* [ASSIGNMENT]
Line by line, copy the records below exactly.

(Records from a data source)
-- -- --
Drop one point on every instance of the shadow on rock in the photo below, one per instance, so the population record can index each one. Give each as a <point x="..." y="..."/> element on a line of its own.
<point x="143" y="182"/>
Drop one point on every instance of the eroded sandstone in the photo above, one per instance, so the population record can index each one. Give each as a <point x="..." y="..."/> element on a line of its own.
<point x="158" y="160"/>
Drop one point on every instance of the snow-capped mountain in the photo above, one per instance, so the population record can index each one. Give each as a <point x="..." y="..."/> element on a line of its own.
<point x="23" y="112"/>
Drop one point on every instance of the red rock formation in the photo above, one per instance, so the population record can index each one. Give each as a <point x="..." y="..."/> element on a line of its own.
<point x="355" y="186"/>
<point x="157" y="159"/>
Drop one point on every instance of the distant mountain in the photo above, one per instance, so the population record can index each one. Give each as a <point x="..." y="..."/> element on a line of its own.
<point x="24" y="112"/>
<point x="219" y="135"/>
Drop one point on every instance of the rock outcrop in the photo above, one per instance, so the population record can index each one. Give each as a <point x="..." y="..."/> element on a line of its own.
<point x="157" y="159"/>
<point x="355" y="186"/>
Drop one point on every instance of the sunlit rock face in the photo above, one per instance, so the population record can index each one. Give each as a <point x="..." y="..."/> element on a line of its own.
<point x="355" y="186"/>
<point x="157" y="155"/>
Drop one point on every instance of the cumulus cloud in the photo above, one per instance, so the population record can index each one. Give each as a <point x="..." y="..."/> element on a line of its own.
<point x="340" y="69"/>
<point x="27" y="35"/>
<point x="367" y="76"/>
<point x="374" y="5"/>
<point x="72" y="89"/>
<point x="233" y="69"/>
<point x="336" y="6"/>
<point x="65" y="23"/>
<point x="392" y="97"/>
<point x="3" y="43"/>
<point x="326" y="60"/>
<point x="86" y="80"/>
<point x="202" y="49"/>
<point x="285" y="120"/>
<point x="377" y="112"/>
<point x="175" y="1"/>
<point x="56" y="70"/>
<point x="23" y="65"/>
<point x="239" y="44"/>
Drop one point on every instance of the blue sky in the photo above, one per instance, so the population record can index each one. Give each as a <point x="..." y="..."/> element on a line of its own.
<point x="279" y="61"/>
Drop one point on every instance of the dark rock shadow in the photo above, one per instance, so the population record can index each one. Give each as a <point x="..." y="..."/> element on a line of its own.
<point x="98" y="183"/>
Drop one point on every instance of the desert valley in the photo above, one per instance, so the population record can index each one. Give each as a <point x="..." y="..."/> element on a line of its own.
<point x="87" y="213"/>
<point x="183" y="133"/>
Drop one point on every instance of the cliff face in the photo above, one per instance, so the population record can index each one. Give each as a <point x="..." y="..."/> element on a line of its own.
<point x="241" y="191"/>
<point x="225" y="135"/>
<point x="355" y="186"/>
-- -- --
* [RESULT OF THE TASK]
Drop one point on every instance of the shadow on rock in the photo below, one per instance, so the population record can index each one. Give each as a <point x="..." y="..."/> element on a line of its own.
<point x="143" y="182"/>
Drop one point on every instance of the eroded sandstone in the photo above, one per instance, so the population record can index each one. Give each as a <point x="..." y="..."/> element on a line of its own.
<point x="158" y="160"/>
Drop one point on every instance of the snow-capped mountain in the photo above, one per instance, so the population record can index each one. Give each as a <point x="..." y="..."/> element on a line of its own.
<point x="23" y="112"/>
Drop one point on every instance of the red rock formation in the photo above, one per instance, so the population record can index each one. Give each as a <point x="..." y="..."/> element on a line of its own.
<point x="355" y="186"/>
<point x="157" y="159"/>
Drop one point on every instance of the distant mountain in the photo above, one per instance, so the population record can index each one. Give each as a <point x="..." y="..."/> element on a line of its own.
<point x="24" y="112"/>
<point x="219" y="135"/>
Drop one point on every instance of the rock outcrop in the photo above, one per instance, so the population record can index each one. Give each as a <point x="..." y="..."/> element on a line of its own.
<point x="157" y="159"/>
<point x="355" y="186"/>
Drop one point on every instance of the sunlit rock face in the photo above, one per instance, so the population record can index each one. Give each as a <point x="..." y="..."/> element on a line of its own.
<point x="355" y="186"/>
<point x="157" y="155"/>
Drop one point on every instance of the cumulus cloud in the photo above, one per instance, so the population record can index each one. Give each as a <point x="..." y="..."/> element on a line of its own.
<point x="340" y="69"/>
<point x="27" y="35"/>
<point x="367" y="76"/>
<point x="374" y="5"/>
<point x="72" y="89"/>
<point x="233" y="69"/>
<point x="336" y="6"/>
<point x="65" y="23"/>
<point x="392" y="97"/>
<point x="3" y="43"/>
<point x="326" y="60"/>
<point x="86" y="80"/>
<point x="202" y="49"/>
<point x="285" y="120"/>
<point x="377" y="112"/>
<point x="175" y="1"/>
<point x="56" y="70"/>
<point x="23" y="65"/>
<point x="239" y="44"/>
Drop one point on every instance of the blue sky in the photo above, one per instance, so the population record can index each one. Give each as a <point x="..." y="..."/> element on a line of its own.
<point x="279" y="61"/>
Drop one point on every instance of the dark rock shadow in the photo above, one per instance, so the population record can index each one. Give each as a <point x="..." y="..."/> element on a line of its own.
<point x="98" y="183"/>
Drop one point on every instance of the desert valley in the photo above, one per instance, so the population record can index each one. Give each as a <point x="..." y="..."/> element on a line of its own.
<point x="87" y="213"/>
<point x="183" y="133"/>
Drop one point on every instance of the cliff face in the photo above, one per instance, so the population record can index each one. Give each as a <point x="..." y="..."/> element on a line of its own.
<point x="241" y="191"/>
<point x="225" y="135"/>
<point x="355" y="186"/>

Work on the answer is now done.